Point-per-instance localization data:
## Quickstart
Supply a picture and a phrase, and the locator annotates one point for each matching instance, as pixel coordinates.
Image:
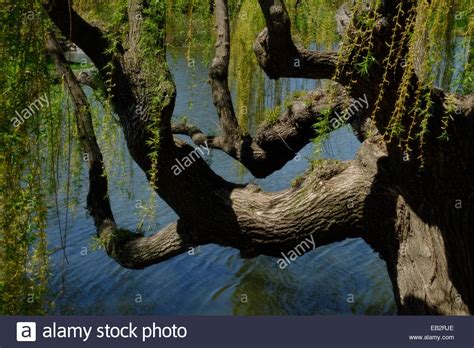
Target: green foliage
(23, 78)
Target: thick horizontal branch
(278, 142)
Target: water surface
(341, 278)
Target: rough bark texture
(411, 216)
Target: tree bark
(411, 216)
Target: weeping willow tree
(399, 72)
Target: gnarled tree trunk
(421, 221)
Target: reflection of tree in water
(329, 280)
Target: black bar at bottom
(237, 332)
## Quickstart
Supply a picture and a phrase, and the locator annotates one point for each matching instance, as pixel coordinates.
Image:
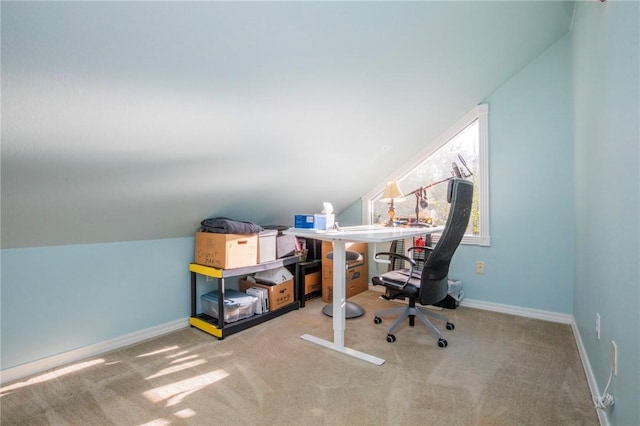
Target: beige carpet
(497, 370)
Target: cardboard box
(286, 245)
(312, 282)
(267, 245)
(357, 281)
(357, 275)
(280, 295)
(226, 251)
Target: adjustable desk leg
(339, 292)
(339, 299)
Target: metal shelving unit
(218, 328)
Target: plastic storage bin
(237, 305)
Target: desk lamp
(392, 193)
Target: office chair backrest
(434, 281)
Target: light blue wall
(57, 299)
(531, 257)
(606, 78)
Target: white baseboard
(507, 309)
(518, 310)
(591, 379)
(30, 368)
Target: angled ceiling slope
(129, 121)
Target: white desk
(366, 234)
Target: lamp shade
(392, 192)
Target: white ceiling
(128, 121)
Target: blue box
(304, 221)
(314, 221)
(237, 305)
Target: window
(464, 143)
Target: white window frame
(479, 113)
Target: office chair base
(352, 310)
(412, 312)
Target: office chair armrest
(391, 255)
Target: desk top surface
(364, 233)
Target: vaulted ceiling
(129, 121)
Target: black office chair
(430, 285)
(352, 310)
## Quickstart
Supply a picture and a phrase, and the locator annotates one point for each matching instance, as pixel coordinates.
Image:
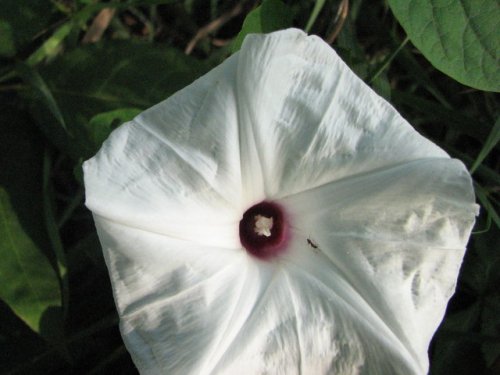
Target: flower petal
(397, 236)
(175, 169)
(312, 119)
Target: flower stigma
(264, 230)
(263, 225)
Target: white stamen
(263, 225)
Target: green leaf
(28, 283)
(271, 15)
(104, 77)
(102, 124)
(460, 38)
(20, 22)
(489, 144)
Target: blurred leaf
(318, 5)
(271, 15)
(51, 46)
(460, 38)
(102, 124)
(53, 231)
(489, 144)
(104, 77)
(455, 350)
(28, 283)
(20, 22)
(32, 78)
(491, 327)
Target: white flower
(354, 229)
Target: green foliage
(20, 22)
(136, 75)
(28, 283)
(272, 15)
(60, 99)
(459, 38)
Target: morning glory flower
(279, 217)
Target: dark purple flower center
(264, 230)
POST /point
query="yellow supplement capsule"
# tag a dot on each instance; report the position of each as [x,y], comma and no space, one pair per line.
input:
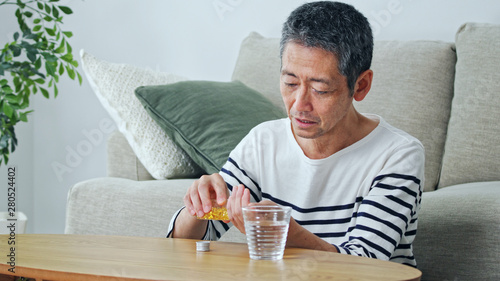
[216,213]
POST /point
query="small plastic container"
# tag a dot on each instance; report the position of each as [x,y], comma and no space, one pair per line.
[203,246]
[18,223]
[218,212]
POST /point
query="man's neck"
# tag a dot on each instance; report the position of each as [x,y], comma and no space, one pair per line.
[349,132]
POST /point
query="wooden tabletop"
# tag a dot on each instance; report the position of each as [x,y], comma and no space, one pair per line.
[80,257]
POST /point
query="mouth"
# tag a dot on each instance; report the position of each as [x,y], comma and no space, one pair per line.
[305,122]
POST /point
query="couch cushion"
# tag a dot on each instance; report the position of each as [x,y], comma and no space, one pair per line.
[412,88]
[258,66]
[457,237]
[114,85]
[207,119]
[472,150]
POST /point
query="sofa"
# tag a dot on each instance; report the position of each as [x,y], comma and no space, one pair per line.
[443,93]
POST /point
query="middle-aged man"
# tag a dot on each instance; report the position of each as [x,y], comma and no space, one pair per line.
[354,182]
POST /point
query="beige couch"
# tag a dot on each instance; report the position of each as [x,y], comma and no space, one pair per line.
[445,94]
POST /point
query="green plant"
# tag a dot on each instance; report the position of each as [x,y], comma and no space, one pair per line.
[39,55]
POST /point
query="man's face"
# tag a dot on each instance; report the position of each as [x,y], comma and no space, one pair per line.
[316,95]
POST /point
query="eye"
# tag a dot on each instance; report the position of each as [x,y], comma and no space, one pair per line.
[320,92]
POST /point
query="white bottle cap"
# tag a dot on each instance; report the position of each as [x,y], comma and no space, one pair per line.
[203,246]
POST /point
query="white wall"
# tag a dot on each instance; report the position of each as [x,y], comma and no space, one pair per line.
[195,38]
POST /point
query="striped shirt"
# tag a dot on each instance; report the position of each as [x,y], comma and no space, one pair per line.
[364,199]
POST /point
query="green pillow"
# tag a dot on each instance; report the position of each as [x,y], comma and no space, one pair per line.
[207,119]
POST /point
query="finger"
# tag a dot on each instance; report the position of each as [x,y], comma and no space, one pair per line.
[196,201]
[220,188]
[204,187]
[189,204]
[237,214]
[245,199]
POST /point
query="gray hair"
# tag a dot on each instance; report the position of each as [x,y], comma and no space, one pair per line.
[337,28]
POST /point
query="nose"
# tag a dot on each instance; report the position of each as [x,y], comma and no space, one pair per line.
[302,100]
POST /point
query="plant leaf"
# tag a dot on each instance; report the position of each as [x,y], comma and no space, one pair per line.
[66,10]
[45,93]
[68,34]
[50,31]
[8,110]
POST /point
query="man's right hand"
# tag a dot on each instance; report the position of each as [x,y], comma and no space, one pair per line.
[198,202]
[198,199]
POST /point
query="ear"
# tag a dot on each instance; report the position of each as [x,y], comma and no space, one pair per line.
[363,85]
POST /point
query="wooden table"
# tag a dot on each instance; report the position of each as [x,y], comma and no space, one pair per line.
[80,257]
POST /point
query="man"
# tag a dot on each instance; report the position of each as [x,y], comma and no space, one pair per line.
[354,182]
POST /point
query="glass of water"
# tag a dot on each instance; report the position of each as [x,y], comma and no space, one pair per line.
[266,229]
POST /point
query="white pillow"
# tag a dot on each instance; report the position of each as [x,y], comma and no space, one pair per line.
[114,85]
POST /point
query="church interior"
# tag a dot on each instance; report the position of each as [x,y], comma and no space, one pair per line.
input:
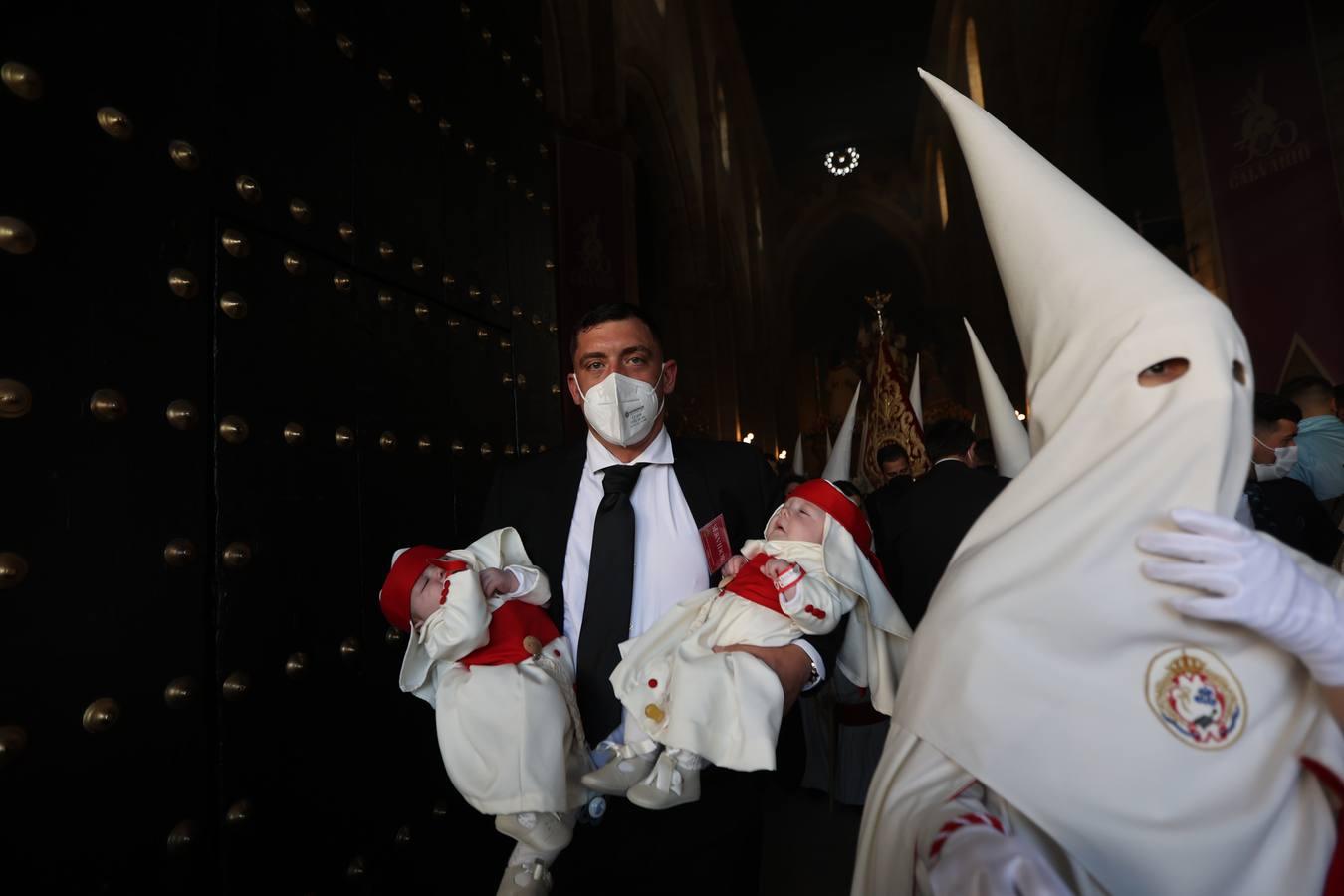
[284,283]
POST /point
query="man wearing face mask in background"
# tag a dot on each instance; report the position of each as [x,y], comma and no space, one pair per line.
[1278,504]
[629,522]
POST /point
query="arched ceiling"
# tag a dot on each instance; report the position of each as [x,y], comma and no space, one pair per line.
[828,76]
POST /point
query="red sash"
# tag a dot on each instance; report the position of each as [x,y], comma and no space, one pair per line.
[755,585]
[510,625]
[1335,877]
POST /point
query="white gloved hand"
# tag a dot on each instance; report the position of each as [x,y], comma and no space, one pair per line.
[1254,583]
[983,861]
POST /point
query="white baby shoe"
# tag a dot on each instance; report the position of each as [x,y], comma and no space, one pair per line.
[529,879]
[669,784]
[545,831]
[625,770]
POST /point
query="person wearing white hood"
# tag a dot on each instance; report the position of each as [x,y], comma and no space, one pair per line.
[1072,716]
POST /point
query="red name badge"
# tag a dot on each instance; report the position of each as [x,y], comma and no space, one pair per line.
[714,537]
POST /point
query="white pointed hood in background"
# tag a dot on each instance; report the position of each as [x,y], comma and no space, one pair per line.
[837,464]
[1041,664]
[916,395]
[1012,445]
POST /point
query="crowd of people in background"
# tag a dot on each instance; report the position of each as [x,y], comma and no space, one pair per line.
[1294,489]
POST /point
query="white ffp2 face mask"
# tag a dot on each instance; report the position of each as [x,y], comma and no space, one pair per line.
[1285,458]
[622,410]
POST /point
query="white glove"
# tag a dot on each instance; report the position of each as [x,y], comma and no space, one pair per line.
[1254,583]
[983,861]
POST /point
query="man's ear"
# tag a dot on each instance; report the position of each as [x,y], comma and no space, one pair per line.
[668,376]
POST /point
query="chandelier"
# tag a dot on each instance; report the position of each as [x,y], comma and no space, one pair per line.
[843,162]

== Work to be completed ==
Copy the data in full. No pictures belong in the copy.

== Solution below ==
## Quickstart
Supply a picture and a phrase, and the locator annotates one point for each matching instance, as pixel coordinates.
Image:
Target: green foliage
(23, 78)
Target: thick horizontal branch
(278, 142)
Target: water surface
(341, 278)
Target: rough bark texture
(411, 216)
Target: tree bark
(411, 216)
Target: weeping willow tree
(399, 72)
Target: gnarled tree trunk
(421, 221)
Target: reflection of tree in water
(329, 280)
Target: black bar at bottom
(237, 332)
## Quickstart
Supply a picture and a phrase, and the locator annotates one point for each matching instance, as pixel coordinates.
Image:
Target: beige carpet
(497, 370)
Target: cardboard box
(286, 245)
(312, 282)
(267, 245)
(357, 281)
(357, 275)
(280, 295)
(226, 251)
Target: adjustable desk leg
(339, 292)
(339, 299)
Target: metal shelving unit
(218, 328)
Target: plastic storage bin
(237, 305)
Target: desk lamp
(392, 193)
Target: office chair backrest
(434, 281)
Target: light blue wall
(57, 299)
(531, 257)
(606, 78)
Target: white baseboard
(507, 309)
(518, 310)
(591, 379)
(30, 368)
Target: angled ceiling slope
(129, 121)
Target: white desk
(366, 234)
Target: lamp shade
(392, 192)
Target: white ceiling
(128, 121)
Target: blue box
(304, 221)
(314, 221)
(237, 305)
Target: window
(464, 143)
Target: white window frame
(479, 113)
Target: office chair base
(352, 310)
(412, 312)
Target: office chair armrest
(391, 255)
Target: desk top surface
(364, 233)
Target: vaulted ceiling
(129, 121)
Target: black office chair
(430, 285)
(352, 310)
## Quickstart
Supply a picture and a phrase, and the locator annotates one point for each matching instance, as pixel coordinates.
Image:
Target: flower petal
(397, 236)
(175, 169)
(312, 119)
Target: flower stigma
(264, 230)
(263, 225)
Target: white stamen
(263, 225)
Target: green leaf
(28, 283)
(271, 15)
(104, 77)
(102, 124)
(460, 38)
(20, 22)
(489, 144)
Target: blurred leaf
(318, 5)
(271, 15)
(51, 46)
(460, 38)
(102, 124)
(53, 231)
(489, 144)
(104, 77)
(455, 350)
(28, 283)
(20, 22)
(32, 78)
(491, 327)
Target: white flower
(354, 229)
Target: green foliage
(20, 22)
(136, 75)
(28, 283)
(272, 15)
(60, 99)
(459, 38)
Target: morning glory flower
(279, 217)
Target: dark purple flower center
(264, 230)
POST /point
query="yellow supplement capsule"
# tag a dot on each instance; report the position of each as [x,y], comma and no space, one pair per line.
input:
[216,213]
POST /point
query="small plastic container"
# tag a dot on each instance; report the position of each as [x,y], comma and no space, one pair per line.
[203,246]
[18,223]
[218,212]
POST /point
query="man's neck"
# tag a dot on each instance; report the position of each as [x,y], comma and no space, one pair per line.
[349,132]
POST /point
query="wooden tabletop"
# tag a dot on each instance; report the position of each as [x,y], comma and no space, one pair per line.
[80,257]
POST /point
query="mouth"
# tag a dot on each instance; report the position of each as [x,y], comma and no space, one pair per line.
[305,122]
POST /point
query="couch cushion"
# tag a dot on each instance; report the position of each as [x,y], comma and no space, one pair per line.
[412,88]
[258,66]
[457,237]
[114,85]
[207,119]
[472,150]
POST /point
query="sofa"
# tag a dot on each instance; report the position of each as [x,y], comma and no space, one pair per line.
[443,93]
POST /point
query="middle-aged man"
# tag a dot on each instance; report the position of each as [x,y], comma and no space, one pair per line.
[354,182]
POST /point
query="beige couch"
# tag a dot on each instance; report the position of each as [x,y], comma and no space, one pair per line.
[445,94]
POST /point
query="green plant"
# tag a dot on each instance; report the position of each as [x,y], comma and no space, one pair per line.
[39,55]
POST /point
query="man's face"
# tag a dot on each instance; report the position of each as [x,y], comma and no space, one pair per line.
[316,95]
POST /point
query="eye"
# tag a dot on each instance; report the position of each as [x,y], comma and no space, one pair per line.
[320,92]
POST /point
query="white bottle cap"
# tag a dot on each instance; report the position of each as [x,y], comma and no space, one pair per line.
[203,246]
POST /point
query="white wall"
# tag a dot on each instance; report the position of each as [x,y], comma and no space, one pair per line.
[195,38]
POST /point
query="striped shirt"
# tag a dot on each instance; report the position of each as [x,y], comma and no space, one pair per line.
[364,199]
POST /point
query="green pillow"
# tag a dot on each instance; report the position of each as [x,y], comma and no space, one pair per line.
[207,119]
POST /point
query="finger"
# tag a dot on each instance; report the position of each as [x,y], comma and no space, one pair per line.
[196,201]
[220,188]
[204,187]
[189,204]
[237,214]
[245,199]
POST /point
query="gray hair"
# tag a dot on each instance; report the position of each as [x,y], comma and no space, one pair per line.
[337,28]
POST /point
query="nose"
# tag a dot on each instance; report the position of each as [x,y], comma and no space, one pair per line.
[302,100]
POST /point
query="plant leaf"
# tag a dot on each instance; report the position of each as [x,y], comma and no space, one pair per line.
[66,10]
[45,93]
[68,34]
[50,31]
[8,110]
POST /point
query="man's right hand"
# tag a dot on each instance; report the position of each as [x,y], comma and no space, one pair per line.
[198,202]
[198,199]
POST /point
query="ear"
# tag a dot on each instance; report the position of each as [x,y], comma and no space, one pair per line.
[363,85]
POST /point
query="wooden table"
# tag a dot on each instance; report the position of each as [x,y], comma and no space, one pair per line.
[80,257]
POST /point
query="man"
# tag a dot on each instance; report the position of each as [x,y], comma and no space, one pair per line.
[354,182]
POST /point
query="glass of water"
# tag a dot on each instance; report the position of each as [x,y], comma and no space, one pair per line.
[266,229]
POST /point
query="white pillow"
# tag a dot on each instance; report the position of each as [x,y], comma and no space, one pair per line.
[114,85]
POST /point
query="church interior"
# tag a dot on each instance; report the position of each as [x,y], comma and no space, one pair per line.
input:
[284,283]
POST /point
query="man wearing face mask in background"
# tag a dot on each instance; report the position of each as [x,y], comma and no space, one pair per line.
[1278,504]
[629,522]
POST /point
query="arched ceiling"
# tag a dot on each instance; report the position of each as [x,y], comma and no space, one pair per line.
[828,76]
POST /point
query="red sash"
# tag a dot on each instance; report the position of each as [x,y], comma and no space, one pair per line.
[755,585]
[510,625]
[1335,877]
POST /point
query="white gloved hand"
# tag a dot on each instance; report the position of each as [x,y], comma and no space, one pair per line.
[1254,583]
[983,861]
POST /point
query="white baby shoe"
# tag a dot on each instance; report the position of each as [x,y], comma and no space, one pair per line.
[529,879]
[669,784]
[545,831]
[625,770]
POST /point
query="person wearing white hood"
# tag a dot on each instance; report the position of each as [x,y], comma and no space, one pair per line.
[1072,716]
POST /point
query="red name badge"
# tag a dot on each instance; report the position of each as [x,y], comma and no space, one pair per line.
[714,537]
POST /point
query="white pointed hood in background"
# tag a dot on each instance; report the position of each as [x,y], comma and no space, one pair per line.
[837,464]
[1041,664]
[916,395]
[1012,445]
POST /point
query="crowd of people in background"
# tag a dot on each instance; report the position of each as [x,y], comma and no space, one pair per line.
[1294,489]
POST /point
query="white ffp2 face mask"
# tag a dot on each instance; report the position of each as [x,y], comma and no space, one pair per line.
[1285,458]
[622,410]
POST /point
query="white glove"
# tag a dot on each instance; report the position of each as [x,y], comma and no space, one pair per line.
[1254,583]
[983,861]
POST /point
query="man's ear"
# tag a dot on each instance; report the position of each as [x,y], comma and no space, one pair per line.
[668,376]
POST /point
query="chandelier"
# tag a dot on each instance; report the position of each as [x,y], comma and no space, one pair per line.
[843,162]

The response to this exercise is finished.